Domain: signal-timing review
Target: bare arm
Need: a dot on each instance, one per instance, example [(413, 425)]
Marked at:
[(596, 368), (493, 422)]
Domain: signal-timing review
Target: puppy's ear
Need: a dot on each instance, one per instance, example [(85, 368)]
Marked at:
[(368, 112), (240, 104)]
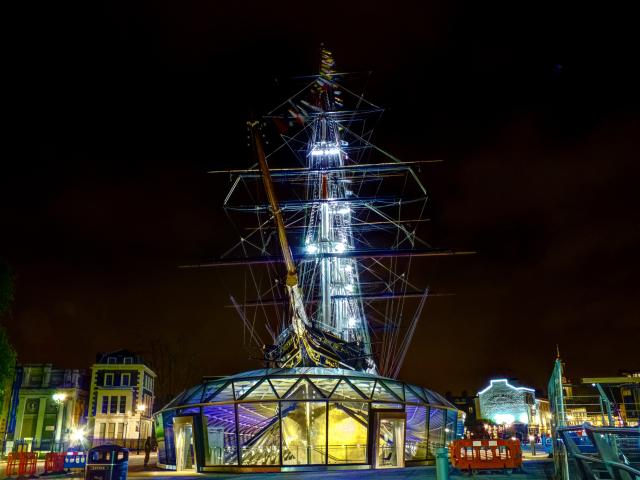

◆ ◆ ◆

■ TASK DIRECTIONS ■
If an entry above holds a picture, omit the picture but retype everything else exactly.

■ WRITTEN SOLUTION ■
Domain: signal-timing review
Target: bare arm
Need: a dot on each instance, one per instance, example [(413, 425)]
Marked at:
[(596, 368), (493, 422)]
Domain: signal-timing review
Target: puppy's ear
Need: a dot on each instance, one per instance, example [(85, 368)]
Marked at:
[(368, 112), (240, 104)]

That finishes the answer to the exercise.